RECORDS PROVIDED:
#####

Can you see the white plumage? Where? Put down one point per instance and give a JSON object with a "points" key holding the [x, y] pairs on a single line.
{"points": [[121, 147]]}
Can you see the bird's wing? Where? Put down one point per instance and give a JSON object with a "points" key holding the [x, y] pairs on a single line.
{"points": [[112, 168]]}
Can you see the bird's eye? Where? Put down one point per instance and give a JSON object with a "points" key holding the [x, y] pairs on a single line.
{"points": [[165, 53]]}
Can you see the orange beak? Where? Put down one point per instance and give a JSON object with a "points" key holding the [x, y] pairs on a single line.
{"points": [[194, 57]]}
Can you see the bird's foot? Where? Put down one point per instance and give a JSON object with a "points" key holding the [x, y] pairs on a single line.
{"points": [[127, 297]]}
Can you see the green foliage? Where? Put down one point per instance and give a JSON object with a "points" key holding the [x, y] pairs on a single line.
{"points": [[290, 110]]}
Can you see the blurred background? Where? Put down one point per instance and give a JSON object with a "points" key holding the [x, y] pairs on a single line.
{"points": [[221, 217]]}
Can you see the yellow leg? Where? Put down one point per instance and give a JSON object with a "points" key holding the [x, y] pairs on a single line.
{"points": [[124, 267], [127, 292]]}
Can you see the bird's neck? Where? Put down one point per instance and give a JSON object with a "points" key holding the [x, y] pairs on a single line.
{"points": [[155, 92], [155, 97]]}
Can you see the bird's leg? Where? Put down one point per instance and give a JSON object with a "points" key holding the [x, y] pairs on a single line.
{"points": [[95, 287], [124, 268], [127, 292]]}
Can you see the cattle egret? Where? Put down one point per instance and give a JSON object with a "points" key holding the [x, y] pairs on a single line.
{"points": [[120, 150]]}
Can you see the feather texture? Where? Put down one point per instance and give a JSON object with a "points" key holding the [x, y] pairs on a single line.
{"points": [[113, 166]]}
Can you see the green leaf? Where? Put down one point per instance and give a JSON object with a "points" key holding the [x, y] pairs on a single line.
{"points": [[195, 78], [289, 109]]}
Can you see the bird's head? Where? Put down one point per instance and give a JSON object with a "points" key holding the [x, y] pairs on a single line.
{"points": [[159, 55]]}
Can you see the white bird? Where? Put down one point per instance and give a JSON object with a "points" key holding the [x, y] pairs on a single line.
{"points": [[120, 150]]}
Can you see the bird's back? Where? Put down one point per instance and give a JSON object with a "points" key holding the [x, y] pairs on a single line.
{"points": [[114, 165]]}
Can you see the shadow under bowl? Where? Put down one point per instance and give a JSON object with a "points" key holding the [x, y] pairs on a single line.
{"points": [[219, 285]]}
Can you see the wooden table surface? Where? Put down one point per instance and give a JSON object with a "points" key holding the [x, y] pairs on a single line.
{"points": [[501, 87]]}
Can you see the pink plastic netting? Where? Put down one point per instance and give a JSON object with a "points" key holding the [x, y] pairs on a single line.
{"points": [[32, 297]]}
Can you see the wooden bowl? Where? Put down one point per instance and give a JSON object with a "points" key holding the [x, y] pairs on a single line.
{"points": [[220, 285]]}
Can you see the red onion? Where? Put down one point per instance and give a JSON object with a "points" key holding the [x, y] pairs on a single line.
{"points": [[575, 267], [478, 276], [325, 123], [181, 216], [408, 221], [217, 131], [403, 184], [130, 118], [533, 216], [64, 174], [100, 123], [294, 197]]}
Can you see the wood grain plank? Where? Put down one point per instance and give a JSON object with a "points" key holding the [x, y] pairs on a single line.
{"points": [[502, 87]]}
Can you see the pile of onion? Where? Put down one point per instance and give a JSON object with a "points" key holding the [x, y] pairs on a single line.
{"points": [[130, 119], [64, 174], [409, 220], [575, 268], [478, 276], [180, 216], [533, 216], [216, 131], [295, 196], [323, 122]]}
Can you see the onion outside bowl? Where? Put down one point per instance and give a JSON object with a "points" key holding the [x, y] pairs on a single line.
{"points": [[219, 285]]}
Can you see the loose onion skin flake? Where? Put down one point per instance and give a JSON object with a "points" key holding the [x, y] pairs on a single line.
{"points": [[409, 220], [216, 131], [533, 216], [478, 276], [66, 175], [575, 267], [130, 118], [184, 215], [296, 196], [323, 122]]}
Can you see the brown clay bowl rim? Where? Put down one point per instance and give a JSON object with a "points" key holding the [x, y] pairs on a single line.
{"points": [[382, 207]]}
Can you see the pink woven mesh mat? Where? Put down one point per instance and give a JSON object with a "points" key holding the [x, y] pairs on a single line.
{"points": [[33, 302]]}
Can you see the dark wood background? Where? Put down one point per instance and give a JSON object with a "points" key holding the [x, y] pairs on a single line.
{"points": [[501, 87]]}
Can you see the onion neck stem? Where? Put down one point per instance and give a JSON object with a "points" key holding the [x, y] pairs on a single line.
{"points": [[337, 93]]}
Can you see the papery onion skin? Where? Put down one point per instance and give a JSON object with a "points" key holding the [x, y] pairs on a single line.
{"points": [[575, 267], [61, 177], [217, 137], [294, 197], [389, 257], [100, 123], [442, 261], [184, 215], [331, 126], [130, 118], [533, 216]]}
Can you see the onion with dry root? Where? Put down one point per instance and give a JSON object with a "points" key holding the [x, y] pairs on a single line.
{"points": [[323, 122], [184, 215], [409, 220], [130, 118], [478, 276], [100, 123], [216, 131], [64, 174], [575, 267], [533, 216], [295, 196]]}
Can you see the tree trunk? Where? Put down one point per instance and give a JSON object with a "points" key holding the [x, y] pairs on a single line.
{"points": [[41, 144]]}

#####

WHAT TO PRODUCE: Repeat every line of the listing above word for word.

WRITTEN REPLY:
Can you see the white plumage? Where? Put down one point per instance and give a JSON object with a "points" key holding the [x, y] pairs on a single line.
{"points": [[121, 147]]}
Can you see the bird's wing? Where? Put down one point per instance and give a JSON object with a "points" key holding the [x, y] pairs on a single line.
{"points": [[112, 168]]}
Can you see the bird's eye? Where? Put down one point per instance and give a JSON object with a "points" key holding the [x, y] pairs on a single line.
{"points": [[165, 53]]}
Can you see the orange beak? Where? Put down one point per instance and give a JSON object with a "points" key holding the [x, y] pairs on a single line.
{"points": [[194, 57]]}
Can you see the bird's foot? Where? Put down one point per instance and give a JSON object with a "points" key holding the [x, y] pairs on a single line.
{"points": [[127, 297]]}
Can you see the green foliage? Where? Put down one point per instance and give a JSON object with a "points" key holding the [x, y] pairs on a single line.
{"points": [[290, 110]]}
Can you see the blurred background? Where? Put down one point per instance and give a JSON object with a "points" key holding the [x, y] pairs on a single line.
{"points": [[221, 217]]}
Can you see the yellow leg? Where? Put down one point per instance and give a JSON object with a "points" key holding the [x, y] pairs on a single line.
{"points": [[124, 267], [127, 292]]}
Can you see the bird's neck? Where? Put down one point per instance and give a JSON object with a "points" key holding the [x, y] pairs on a single line.
{"points": [[155, 92], [155, 97]]}
Can you see the bird's leg? Where? Put down one point per instance and give a JSON object with a "points" key holding the [x, y] pairs on a single line.
{"points": [[95, 287], [124, 268], [127, 292]]}
Can you see the cattle egret? Where? Put down one point per instance and give a JSON object with a "points" key holding the [x, y] pairs on a single line.
{"points": [[120, 150]]}
Can you see the feather texture? Where? Put down one point per instance and give a JSON object with a "points" key holding the [x, y] pairs on a single line.
{"points": [[113, 166]]}
Can you see the green leaf? Where? Put down one point per instance and give a JSON object with a "points" key holding the [x, y] pairs on a single line.
{"points": [[195, 78], [289, 109]]}
Can you see the bird's head? Where? Put down one point per instance and give a JSON object with a "points" key holding the [x, y] pairs on a single line.
{"points": [[159, 55]]}
Can you see the white bird? Where? Put down one point per instance and give a JSON object with a "points" key holding the [x, y] pairs on a single line.
{"points": [[120, 150]]}
Can you see the bird's back? Where? Put down one point per instance and give a JSON object with a "points" key holding the [x, y] pairs on a single line.
{"points": [[114, 165]]}
Can you see the shadow under bowl? Where? Put down one point per instance and give a JSON object with a "points" key holding the [x, y] pairs on a single line.
{"points": [[219, 285]]}
Can you see the wooden table surface? Where? Put down one point per instance and give a JSON object with a "points" key holding the [x, y] pairs on a single line.
{"points": [[501, 87]]}
Can you see the pink plastic netting? Where? Put down one point per instance and give a JSON object with a "points" key holding the [x, y] pairs on a single line.
{"points": [[32, 297]]}
Can you see the wooden bowl? Where? Put down one point per instance and give a JSON object with a "points" key holding the [x, y] pairs on a single line.
{"points": [[220, 285]]}
Can you see the red onion? Where? Put down one point per instance and give a JSON object with a "points" key holding the [x, y] pairs on a single line.
{"points": [[575, 267], [478, 276], [325, 123], [181, 216], [408, 221], [217, 131], [403, 184], [130, 118], [533, 216], [64, 174], [100, 123], [294, 197]]}
Can you see the wood grain plank? Where? Put down one point per instance and give a JSON object with a "points" key holding the [x, y] pairs on a single line.
{"points": [[502, 87]]}
Can you see the pile of onion? Where? Put down one point per instance and give a JSON object with a "points" key holding the [x, y] pairs on a single line.
{"points": [[130, 119], [64, 174], [409, 220], [575, 268], [478, 276], [180, 216], [533, 216], [216, 131], [295, 196], [323, 122]]}
Can you see the onion outside bowl? Where? Put down one point per instance and give a JSON object with a "points" key holding the [x, y] pairs on a single line.
{"points": [[219, 285]]}
Can you see the loose onion skin flake? Where? Put down one point per instance and give a JSON object with a "points" key holding the [x, y] pairs on a single line.
{"points": [[409, 220], [216, 131], [533, 216], [478, 276], [66, 175], [575, 267], [130, 118], [184, 215], [296, 196], [323, 122]]}
Can you see the brown clay bowl rim? Where? Put down one point per instance and give a JSON object with a "points" key holding the [x, y] pairs on a single line.
{"points": [[382, 207]]}
Can you see the pink woven mesh mat? Where? Put down one point per instance and give a JSON object with a "points" key holding the [x, y] pairs on a single line.
{"points": [[33, 302]]}
Can you see the dark wood background? Where? Put down one point per instance and give a JSON object with a "points" key holding the [x, y] pairs on a single line.
{"points": [[501, 87]]}
Can you see the onion neck stem? Where? Put down one point per instance and give a JSON object with a "points" key holding the [x, y] pairs on a single line.
{"points": [[337, 93]]}
Can you see the papery onion skin? Where? Put down one point per instance and give a JSON object with a "points" key holding the [x, y] pairs on a single line.
{"points": [[575, 267], [61, 177], [217, 137], [294, 197], [389, 257], [100, 123], [442, 261], [184, 215], [331, 126], [130, 118], [533, 216]]}
Can you see the onion with dry root? Where? Put down one point per instance and give a JSON object with a "points" key holding the [x, y] pairs on a single line.
{"points": [[323, 122], [184, 215], [409, 220], [130, 118], [478, 276], [100, 123], [216, 131], [64, 174], [575, 267], [533, 216], [295, 196]]}
Can you see the tree trunk? Where? Put down one point per instance and give a JSON object with a "points" key holding the [x, y] pairs on a single line.
{"points": [[41, 144]]}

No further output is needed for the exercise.